Try it:
Once the pictures are removed, output the remaining entries exactly as given.

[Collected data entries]
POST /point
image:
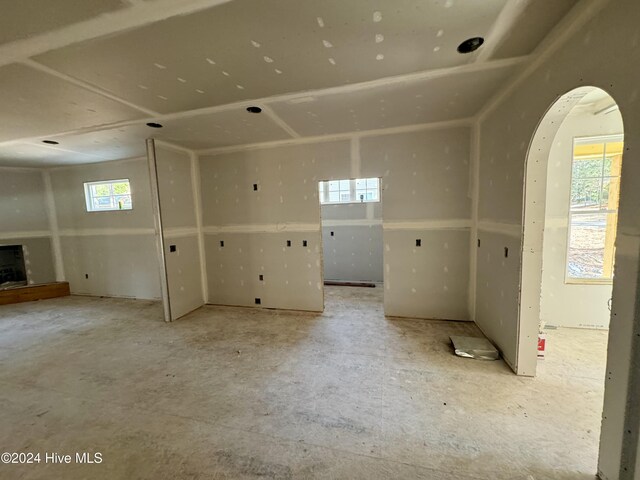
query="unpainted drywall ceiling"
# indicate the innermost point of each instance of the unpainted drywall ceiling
(34, 103)
(535, 21)
(196, 69)
(428, 100)
(23, 19)
(236, 51)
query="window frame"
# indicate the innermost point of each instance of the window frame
(89, 197)
(598, 139)
(323, 192)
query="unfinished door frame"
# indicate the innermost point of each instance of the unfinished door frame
(380, 191)
(157, 221)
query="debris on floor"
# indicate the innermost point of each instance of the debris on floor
(474, 347)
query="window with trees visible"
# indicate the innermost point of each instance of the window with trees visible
(350, 191)
(108, 195)
(593, 212)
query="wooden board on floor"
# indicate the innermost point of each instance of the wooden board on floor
(31, 293)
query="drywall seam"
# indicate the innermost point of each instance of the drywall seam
(179, 232)
(279, 121)
(58, 262)
(197, 205)
(138, 15)
(468, 68)
(510, 14)
(455, 224)
(158, 232)
(172, 146)
(352, 87)
(263, 228)
(474, 190)
(356, 160)
(93, 232)
(362, 222)
(561, 33)
(76, 165)
(510, 229)
(26, 234)
(20, 169)
(463, 122)
(460, 224)
(50, 71)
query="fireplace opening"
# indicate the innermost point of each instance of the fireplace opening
(13, 272)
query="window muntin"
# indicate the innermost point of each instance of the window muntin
(593, 212)
(349, 191)
(108, 195)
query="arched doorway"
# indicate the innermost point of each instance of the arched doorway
(535, 194)
(590, 261)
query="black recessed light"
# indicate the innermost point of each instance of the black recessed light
(470, 45)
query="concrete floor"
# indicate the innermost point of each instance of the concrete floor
(231, 393)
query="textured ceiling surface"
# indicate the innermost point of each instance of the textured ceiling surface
(317, 67)
(24, 18)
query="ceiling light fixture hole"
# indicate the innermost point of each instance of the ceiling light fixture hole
(470, 45)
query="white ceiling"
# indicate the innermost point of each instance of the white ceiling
(317, 67)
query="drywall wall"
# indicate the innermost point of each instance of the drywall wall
(425, 184)
(24, 221)
(178, 210)
(352, 241)
(595, 53)
(568, 304)
(106, 253)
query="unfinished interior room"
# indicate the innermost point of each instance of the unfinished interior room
(332, 239)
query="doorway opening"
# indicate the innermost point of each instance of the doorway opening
(572, 192)
(352, 244)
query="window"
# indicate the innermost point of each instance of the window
(350, 191)
(108, 195)
(593, 213)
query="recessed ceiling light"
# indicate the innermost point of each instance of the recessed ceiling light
(470, 45)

Output of the task:
POST /point
image:
query="unpainted drywall ceiling"
# indicate the innermost point of each instance of the unpainted drywall ceiling
(34, 103)
(535, 21)
(196, 69)
(428, 100)
(23, 19)
(236, 51)
query="window frame"
# indicate the innermost point of each instance of the window frame
(89, 197)
(598, 139)
(323, 192)
query="unfinished door frame"
# indicate the innermost point of each instance of the unfinished door frame
(380, 191)
(157, 221)
query="debris on floor"
# indicate the innermost point of each instance of the debris on floor
(474, 347)
query="window with trees visible"
# indicate the innermost point of each instance of the window with trees visible
(350, 191)
(108, 195)
(593, 212)
query="wooden board on floor"
# indicate the innermost point of each instance of the wooden board on floor
(31, 293)
query="drywall seam"
# indicate the innermost point of each instance of the drywall seam
(179, 232)
(279, 121)
(58, 262)
(197, 205)
(138, 15)
(468, 68)
(510, 14)
(455, 224)
(158, 232)
(172, 146)
(352, 87)
(263, 228)
(474, 190)
(356, 160)
(93, 232)
(362, 222)
(561, 33)
(76, 165)
(510, 229)
(26, 234)
(20, 169)
(463, 122)
(460, 224)
(50, 71)
query="fireplace opening"
# indicate the innermost point of each instance of the fireplace opening
(13, 272)
query="window muntin"
# indicate the innermost point of each instance of the window muntin
(593, 212)
(349, 191)
(108, 195)
query="arched doorway"
# indicate the innermost point of each instance of the arched doorway
(535, 194)
(590, 261)
query="black recessed light"
# indicate the innermost point of each instance of the black recessed light
(470, 45)
query="concrete floor"
# indicate the innermost point of each instance of the concrete floor
(231, 393)
query="textured ceiling surface"
# indicate the innermost point of each instance of the textured ceiling surface
(317, 67)
(24, 18)
query="ceiling light fixture hole"
# indicate the innermost point of each instance of the ceiling light fixture hole
(470, 45)
query="white ceiling"
# indicate the innermost point of each instance of the white ceiling
(317, 67)
query="drywall wall"
# indicate the innermost point of each instance of the drywall wall
(425, 184)
(24, 221)
(178, 210)
(352, 241)
(595, 53)
(568, 304)
(106, 253)
query="unfinished interior room"
# indicate the innermost point of each instance of the unfinished interior room
(332, 239)
query="doorway opening"
# indicate the innermost point of each instance of the doorway opening
(572, 192)
(352, 244)
query="window"
# indicate the innermost point of each instance of the window
(350, 191)
(108, 195)
(593, 213)
query="recessed ceiling light"
# indicate the innermost point of each instance of the recessed ceiling light
(470, 45)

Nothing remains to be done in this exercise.